It’s no secret that I like to travel. Regular readers of this blog will also be aware that I like to cook. Put the two together and I’m a tad partial to doing the odd foodie thing when on holidays.
And this particular foodie thing – Red Bridge Cooking School – is one foodie thing that anyone who happens to be in Hoi An and happens to like to eat really should be thinking about doing.
The ancient town in Hoi An is comprised pretty much of tailors and restaurants – and many of those restaurants offer cooking classes – so what makes Red Bridge different? Quite simply because it offers a glimpse into Vietnamese culture and the river way of life as well as teaching you how to roll your own spring roll. It’s a complete experience.
Hoi An Central Markets
Our tour begins with a morning walk around the markets. It’s when you’re in here that it’s easy to realise that although tourism and modern life has added a layer of complexity to society, the heart of daily life is still here.

☆ ☆ ☆ ☆ ☆

● **Given request 1**: Indicate whether each of the following statements agrees with the cooking school passage, giving yes or no and quoting the deciding words: (a) The tour begins with an evening walk around the markets. (b) The ancient town in Hoi An consists largely of tailors and restaurants. (c) Red Bridge teaches participants how to roll a spring roll.

☆ ☆ ☆ ☆ ☆

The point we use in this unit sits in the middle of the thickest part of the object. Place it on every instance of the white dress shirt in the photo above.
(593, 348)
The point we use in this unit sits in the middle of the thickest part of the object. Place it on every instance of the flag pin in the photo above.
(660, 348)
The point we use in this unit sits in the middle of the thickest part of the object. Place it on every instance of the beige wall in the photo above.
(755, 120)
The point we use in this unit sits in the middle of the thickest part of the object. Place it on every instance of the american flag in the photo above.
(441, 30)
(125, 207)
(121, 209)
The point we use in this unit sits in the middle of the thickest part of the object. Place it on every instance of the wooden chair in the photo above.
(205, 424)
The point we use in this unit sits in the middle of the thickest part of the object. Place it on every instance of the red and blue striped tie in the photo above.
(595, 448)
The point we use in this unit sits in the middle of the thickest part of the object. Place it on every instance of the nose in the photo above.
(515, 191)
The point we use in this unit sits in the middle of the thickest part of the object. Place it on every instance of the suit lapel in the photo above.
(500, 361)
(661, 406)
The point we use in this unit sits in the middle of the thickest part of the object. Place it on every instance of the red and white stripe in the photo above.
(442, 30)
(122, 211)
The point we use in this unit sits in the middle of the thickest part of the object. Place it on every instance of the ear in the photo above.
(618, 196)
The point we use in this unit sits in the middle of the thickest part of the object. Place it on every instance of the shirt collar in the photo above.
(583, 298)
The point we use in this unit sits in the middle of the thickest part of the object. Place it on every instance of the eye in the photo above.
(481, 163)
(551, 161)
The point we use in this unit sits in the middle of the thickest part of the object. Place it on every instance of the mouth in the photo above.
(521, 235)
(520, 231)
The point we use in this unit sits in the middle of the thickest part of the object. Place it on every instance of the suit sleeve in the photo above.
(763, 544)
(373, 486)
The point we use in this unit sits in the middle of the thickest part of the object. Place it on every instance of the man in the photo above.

☆ ☆ ☆ ☆ ☆

● **Given request 2**: Reproduce the records, requests included, starting with the line containing "nose in the photo above." and going on through the end of the records. Add 20 to every coordinate in the answers.

● **Full output 1**:
(a) No: "Our tour begins with a morning walk around the markets."
(b) Yes: "The ancient town in Hoi An is comprised pretty much of tailors and restaurants"
(c) Yes: "as well as teaching you how to roll your own spring roll"

● **Full output 2**:
The point we use in this unit sits in the middle of the thickest part of the object. Place it on every instance of the nose in the photo above.
(535, 211)
The point we use in this unit sits in the middle of the thickest part of the object. Place it on every instance of the suit lapel in the photo above.
(520, 381)
(681, 426)
The point we use in this unit sits in the middle of the thickest part of the object. Place it on every instance of the red and white stripe in the photo above.
(462, 50)
(142, 231)
The point we use in this unit sits in the middle of the thickest part of the object. Place it on every instance of the ear in the photo above.
(638, 216)
The point we use in this unit sits in the middle of the thickest part of the object. Place it on every instance of the shirt collar in the photo above.
(603, 318)
The point we use in this unit sits in the middle of the thickest part of the object. Place it on every instance of the eye in the photo above.
(501, 183)
(571, 181)
The point we use in this unit sits in the middle of the thickest part of the object. Place it on every instance of the mouth in the photo above.
(541, 255)
(540, 251)
The point we use in this unit sits in the middle of the thickest part of the object. Place it on every instance of the suit sleeve in the photo above.
(783, 564)
(393, 506)
The point we use in this unit sits in the middle of the thickest part of the object. Place it on every instance of the man in the photo above.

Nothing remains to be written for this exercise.